QUOTED PASSAGE
*****

Morgan Jones has had a passion and curiosity about the Statue of Liberty for as long as she can remember.
The 14-year-old freshman at East Carter High School — and her family — will soon be getting an up-close view of the iconic national monument in the New York Harbor.
Jones’ wish is coming true though the efforts of the Lexington Dream Factory, an organization who makes dreams come true for children who are either terminally ill or have a chronic disease.
Jones has Glutaric Acidemia Type II (GA2), a disorder that prevents her body from breaking down fat and proteins. It is a genetic disorder that will be with her for a lifetime, her mother said.
She has to eat every three hours to make sure there is always glucose in her body and her immune system can be affected.
“Flu season is very scary for us,” said her mother, April Keelin. “We have to regulate her diet and watch what she eats.”
Morgan doesn’t complain about her illness, her mother said. She enjoys school, where she is a straight-A student and plays trombone in the high school band. There are not many days she doesn’t have a smile on her face, April said.
“She never complains,” her mother said. “She can’t eat most of what we eat and never says a word about it. I really think she’s an inspiration to a lot of people. I know she inspires me.”
Morgan’s disorder is extremely rare, Keelin said. Her daughter is one of only “40 or 50 people in the whole world” who suffers from the illness.
“When she was little, she was in the hospital a lot,” Keelin said. “She’s been pretty healthy the past couple of years.”
Keelin applied for the “wish” from the Lexington Dream Factory and they learned she had been chosen a couple of months ago. She was offered the opportunity to go anywhere in the United States and chose New York City because of her affection for the Statue of Liberty.
Her room is decorated in Statue of Liberty décor, including several miniature statues. They plan on climbing the 354 steps to the top of the crown where the family will be able to look out over New York City.
“She could have gone anywhere and this is where she decided she wanted to go,” April said. “Her whole room is decorated in Statue of Liberty. She has loved it since third or fourth grade. She has a lot of stuff — statues, blankets, pillows.
“I don’t know why, I’ve just always loved it!” she said. “That’s where I wanted to go.”
The trip will be Oct. 2-6 and the family, April’s husband Todd and two other children, will be coming along. They will also be taking in a Broadway play, “Lion King,” and take a cruise on the Hudson River, Keelin said.

*****

[Natural-language object grounding data]
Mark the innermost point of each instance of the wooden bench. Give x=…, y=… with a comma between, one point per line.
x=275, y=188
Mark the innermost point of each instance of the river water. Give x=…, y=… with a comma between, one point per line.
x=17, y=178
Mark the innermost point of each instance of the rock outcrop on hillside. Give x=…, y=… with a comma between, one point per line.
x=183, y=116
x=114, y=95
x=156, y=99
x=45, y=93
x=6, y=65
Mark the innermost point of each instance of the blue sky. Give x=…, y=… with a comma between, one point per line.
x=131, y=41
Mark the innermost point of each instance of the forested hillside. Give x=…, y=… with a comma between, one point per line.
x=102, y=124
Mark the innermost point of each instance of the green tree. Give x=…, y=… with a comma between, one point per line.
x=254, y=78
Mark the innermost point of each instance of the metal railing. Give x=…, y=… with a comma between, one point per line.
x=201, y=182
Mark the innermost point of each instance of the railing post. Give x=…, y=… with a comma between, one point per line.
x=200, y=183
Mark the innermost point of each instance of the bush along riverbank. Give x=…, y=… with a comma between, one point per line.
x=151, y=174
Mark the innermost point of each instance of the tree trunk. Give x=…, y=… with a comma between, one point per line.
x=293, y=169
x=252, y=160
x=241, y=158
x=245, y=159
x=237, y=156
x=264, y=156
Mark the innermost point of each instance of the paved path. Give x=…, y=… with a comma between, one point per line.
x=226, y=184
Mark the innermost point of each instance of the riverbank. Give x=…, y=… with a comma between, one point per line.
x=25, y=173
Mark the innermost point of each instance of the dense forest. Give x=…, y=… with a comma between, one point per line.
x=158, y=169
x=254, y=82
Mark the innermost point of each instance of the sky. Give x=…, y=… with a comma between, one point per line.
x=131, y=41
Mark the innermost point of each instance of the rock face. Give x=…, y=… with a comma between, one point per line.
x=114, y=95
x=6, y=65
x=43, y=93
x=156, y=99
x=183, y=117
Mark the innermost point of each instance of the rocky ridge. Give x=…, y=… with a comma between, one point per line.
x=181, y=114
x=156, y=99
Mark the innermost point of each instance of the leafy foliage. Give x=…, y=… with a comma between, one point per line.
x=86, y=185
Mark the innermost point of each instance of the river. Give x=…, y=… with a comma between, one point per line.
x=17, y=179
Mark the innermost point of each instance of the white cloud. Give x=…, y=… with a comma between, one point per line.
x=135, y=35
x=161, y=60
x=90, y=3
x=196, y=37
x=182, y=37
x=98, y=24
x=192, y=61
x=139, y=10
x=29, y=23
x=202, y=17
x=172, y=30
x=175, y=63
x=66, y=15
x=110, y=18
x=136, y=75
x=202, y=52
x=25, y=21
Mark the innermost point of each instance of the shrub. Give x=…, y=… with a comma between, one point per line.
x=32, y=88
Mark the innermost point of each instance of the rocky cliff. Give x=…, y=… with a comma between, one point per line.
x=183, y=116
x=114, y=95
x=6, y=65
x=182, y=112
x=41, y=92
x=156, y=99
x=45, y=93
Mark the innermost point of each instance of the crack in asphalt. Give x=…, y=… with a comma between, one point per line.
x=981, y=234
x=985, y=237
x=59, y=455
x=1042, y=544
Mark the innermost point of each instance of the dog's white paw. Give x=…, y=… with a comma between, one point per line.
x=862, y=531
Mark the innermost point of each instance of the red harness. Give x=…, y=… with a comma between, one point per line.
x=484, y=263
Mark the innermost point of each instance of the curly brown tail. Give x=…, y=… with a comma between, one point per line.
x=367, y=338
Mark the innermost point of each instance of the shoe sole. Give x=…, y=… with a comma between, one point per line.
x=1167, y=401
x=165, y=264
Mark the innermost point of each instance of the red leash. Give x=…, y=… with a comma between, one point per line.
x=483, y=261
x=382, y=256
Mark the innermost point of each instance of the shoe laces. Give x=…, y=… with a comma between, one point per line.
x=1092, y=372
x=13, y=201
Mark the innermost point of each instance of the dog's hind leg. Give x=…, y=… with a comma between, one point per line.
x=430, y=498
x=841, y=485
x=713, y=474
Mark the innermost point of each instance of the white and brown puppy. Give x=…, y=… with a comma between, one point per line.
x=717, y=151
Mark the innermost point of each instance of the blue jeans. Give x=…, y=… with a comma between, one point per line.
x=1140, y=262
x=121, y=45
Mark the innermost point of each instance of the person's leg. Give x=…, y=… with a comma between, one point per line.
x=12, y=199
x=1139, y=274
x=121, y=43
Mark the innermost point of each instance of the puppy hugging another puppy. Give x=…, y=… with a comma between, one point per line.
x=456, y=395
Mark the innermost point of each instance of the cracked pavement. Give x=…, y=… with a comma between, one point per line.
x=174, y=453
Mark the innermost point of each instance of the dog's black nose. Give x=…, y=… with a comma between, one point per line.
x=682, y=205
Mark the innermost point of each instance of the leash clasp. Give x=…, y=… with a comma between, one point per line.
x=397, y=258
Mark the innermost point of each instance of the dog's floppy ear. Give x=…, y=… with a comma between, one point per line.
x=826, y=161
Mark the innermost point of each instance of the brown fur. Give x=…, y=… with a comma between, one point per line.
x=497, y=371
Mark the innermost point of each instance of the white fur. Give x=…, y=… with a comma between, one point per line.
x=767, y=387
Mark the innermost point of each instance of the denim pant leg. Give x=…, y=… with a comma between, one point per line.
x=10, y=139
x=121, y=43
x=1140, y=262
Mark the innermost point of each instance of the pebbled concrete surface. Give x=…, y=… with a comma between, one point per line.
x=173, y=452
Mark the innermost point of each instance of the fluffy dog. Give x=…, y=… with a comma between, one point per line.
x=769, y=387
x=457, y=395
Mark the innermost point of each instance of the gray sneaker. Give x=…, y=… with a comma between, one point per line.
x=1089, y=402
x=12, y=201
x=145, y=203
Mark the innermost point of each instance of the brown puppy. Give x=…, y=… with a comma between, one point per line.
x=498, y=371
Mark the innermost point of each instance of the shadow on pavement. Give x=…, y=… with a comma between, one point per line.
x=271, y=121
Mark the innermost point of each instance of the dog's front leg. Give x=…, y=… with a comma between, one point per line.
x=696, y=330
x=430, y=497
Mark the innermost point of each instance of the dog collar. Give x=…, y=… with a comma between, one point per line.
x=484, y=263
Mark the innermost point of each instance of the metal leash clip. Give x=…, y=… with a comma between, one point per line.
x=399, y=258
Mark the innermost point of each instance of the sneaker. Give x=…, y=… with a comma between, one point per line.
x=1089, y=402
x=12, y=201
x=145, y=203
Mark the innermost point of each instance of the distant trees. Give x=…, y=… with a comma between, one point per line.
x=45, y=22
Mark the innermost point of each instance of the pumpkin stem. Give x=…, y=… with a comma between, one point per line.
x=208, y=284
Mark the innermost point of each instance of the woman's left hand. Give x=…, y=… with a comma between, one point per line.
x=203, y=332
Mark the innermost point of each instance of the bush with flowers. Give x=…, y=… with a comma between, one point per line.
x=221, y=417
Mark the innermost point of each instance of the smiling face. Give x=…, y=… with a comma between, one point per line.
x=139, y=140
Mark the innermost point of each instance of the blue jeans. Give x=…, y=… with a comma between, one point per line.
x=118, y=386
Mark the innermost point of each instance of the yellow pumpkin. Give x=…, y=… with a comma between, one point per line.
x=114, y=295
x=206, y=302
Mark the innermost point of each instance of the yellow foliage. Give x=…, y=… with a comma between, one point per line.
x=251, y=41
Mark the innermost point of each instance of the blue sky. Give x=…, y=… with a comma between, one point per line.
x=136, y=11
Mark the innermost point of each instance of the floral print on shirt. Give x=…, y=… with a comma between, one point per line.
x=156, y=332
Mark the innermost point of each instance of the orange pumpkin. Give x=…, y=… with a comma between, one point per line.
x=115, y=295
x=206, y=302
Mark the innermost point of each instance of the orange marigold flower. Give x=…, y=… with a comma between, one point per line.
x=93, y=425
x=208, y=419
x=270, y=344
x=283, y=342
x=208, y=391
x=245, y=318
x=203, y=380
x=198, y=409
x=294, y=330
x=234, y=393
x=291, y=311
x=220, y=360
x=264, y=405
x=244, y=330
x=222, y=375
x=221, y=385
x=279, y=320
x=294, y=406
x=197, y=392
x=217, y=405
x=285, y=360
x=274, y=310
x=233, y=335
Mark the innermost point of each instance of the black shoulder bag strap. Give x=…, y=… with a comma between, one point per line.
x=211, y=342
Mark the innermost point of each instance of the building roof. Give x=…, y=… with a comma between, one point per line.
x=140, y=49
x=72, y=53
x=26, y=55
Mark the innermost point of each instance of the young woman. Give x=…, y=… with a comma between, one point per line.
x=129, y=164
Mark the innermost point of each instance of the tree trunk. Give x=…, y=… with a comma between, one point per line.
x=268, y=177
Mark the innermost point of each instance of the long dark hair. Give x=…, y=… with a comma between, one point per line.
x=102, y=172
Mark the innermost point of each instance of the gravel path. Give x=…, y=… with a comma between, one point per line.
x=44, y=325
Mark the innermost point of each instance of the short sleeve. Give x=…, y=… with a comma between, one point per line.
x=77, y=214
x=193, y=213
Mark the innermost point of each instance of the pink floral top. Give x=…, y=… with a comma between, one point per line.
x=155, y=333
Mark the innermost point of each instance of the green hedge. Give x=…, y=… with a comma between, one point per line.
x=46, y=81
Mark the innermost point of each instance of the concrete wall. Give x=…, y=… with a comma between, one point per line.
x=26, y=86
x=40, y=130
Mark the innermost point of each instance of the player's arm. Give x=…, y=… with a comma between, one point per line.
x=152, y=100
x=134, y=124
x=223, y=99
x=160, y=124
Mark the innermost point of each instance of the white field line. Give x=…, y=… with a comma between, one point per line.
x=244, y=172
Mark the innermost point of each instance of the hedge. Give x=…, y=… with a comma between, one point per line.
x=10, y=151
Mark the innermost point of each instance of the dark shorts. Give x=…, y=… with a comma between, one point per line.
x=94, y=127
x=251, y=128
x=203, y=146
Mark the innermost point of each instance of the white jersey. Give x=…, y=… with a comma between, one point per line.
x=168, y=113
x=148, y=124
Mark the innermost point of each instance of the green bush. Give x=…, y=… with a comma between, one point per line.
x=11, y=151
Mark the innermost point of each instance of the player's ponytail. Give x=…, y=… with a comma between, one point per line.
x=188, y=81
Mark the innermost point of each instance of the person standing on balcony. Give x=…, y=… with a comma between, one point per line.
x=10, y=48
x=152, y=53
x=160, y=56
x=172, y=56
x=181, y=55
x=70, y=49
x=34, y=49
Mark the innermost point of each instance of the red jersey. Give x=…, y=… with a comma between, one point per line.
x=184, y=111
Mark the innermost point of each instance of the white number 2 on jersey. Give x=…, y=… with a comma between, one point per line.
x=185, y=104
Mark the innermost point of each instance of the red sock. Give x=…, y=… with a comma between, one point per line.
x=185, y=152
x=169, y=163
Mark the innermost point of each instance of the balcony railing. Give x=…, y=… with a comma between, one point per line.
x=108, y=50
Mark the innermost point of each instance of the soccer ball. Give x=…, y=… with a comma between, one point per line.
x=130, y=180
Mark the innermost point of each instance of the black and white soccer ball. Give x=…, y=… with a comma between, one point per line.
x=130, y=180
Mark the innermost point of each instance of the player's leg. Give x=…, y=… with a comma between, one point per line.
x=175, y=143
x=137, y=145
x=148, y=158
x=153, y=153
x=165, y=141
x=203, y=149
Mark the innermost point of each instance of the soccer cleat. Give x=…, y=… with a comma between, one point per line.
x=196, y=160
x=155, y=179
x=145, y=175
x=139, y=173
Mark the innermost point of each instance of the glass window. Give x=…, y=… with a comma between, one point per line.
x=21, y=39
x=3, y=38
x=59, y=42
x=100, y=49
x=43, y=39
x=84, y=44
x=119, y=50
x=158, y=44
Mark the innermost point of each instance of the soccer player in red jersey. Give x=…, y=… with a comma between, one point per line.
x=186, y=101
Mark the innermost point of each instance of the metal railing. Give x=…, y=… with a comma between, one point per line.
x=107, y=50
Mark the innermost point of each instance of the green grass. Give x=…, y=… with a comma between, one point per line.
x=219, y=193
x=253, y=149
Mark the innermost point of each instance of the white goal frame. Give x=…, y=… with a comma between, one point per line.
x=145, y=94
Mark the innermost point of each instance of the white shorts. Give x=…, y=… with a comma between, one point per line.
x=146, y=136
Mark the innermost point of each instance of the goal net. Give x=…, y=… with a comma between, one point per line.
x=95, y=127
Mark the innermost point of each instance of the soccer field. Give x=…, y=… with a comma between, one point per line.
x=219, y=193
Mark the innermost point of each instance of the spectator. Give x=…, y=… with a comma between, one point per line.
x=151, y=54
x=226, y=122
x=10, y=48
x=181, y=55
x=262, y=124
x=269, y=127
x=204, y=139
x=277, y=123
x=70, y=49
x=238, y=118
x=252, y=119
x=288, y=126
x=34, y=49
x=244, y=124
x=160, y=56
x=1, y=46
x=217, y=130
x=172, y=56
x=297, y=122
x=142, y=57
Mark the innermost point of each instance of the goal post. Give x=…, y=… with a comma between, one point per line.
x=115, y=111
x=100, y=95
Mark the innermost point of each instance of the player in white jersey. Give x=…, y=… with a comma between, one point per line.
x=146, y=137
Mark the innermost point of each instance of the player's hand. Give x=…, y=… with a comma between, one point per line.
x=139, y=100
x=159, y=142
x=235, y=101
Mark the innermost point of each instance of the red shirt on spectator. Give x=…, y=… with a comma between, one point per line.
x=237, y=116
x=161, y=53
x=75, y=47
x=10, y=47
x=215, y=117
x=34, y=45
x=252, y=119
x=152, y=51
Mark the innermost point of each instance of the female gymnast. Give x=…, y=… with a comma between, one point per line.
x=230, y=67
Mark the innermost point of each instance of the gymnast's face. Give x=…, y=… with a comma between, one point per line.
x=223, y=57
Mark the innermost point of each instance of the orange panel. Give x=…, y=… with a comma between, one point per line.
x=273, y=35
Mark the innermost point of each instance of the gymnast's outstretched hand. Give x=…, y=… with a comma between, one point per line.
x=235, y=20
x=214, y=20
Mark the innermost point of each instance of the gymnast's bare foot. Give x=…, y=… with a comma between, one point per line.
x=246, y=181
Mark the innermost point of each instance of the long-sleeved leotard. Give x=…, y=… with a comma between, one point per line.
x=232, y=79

*****

PROBLEMS TO WORK ON
1. In the article about Morgan Jones, why did she choose New York City as the destination for her wish? Answer in one to three sentences.
2. Resume the article about Morgan Jones's trip to New York City from where it stops.

TASK RESULTS
1. She chose New York City because of her affection for the Statue of Liberty. The Lexington Dream Factory offered her the chance to go anywhere in the United States, and she picked the city where the statue stands.

2.
“We’re planning on going to the Empire State Building and Central Park,” she said.
Morgan has been to NYC once before with her father, Chad Jones, for one day, Keelin said. “This time we’re going all the way to the top,” she said.
With only a couple of weeks until the trip, April said the family is preparing for the long climb by taking some turns on the elliptical in their home.
“I hope we can make it,” she said.
Meanwhile, Morgan is beaming about her trip of a lifetime. She also recently took second place in the state in the “Yes I Can” demonstration speech competition through the 4-H. She will be going to Louisville in November to accept the award.
“Even with all these problems, she is the happiest kid I know,” her mother said. “We’re very proud of her.”
Keelin, who is a music teacher at East Carter, said her kindergarten teacher Brenda Barnhill and Missy Pennington, who has been Morgan’s personal aide since first grade, should receive the credit for Morgan’s love of school. “I look forward to going to school,” she said.
Besides school, she is also involved with the youth group at Unity Baptist Church, where she plays in the church orchestra.
Keelin said Morgan was diagnosed with the disorder when she was 3½ years old. They began running tests on her at 5½ months but, because of the rarity of the disorder, couldn’t confirm the diagnosis for three years.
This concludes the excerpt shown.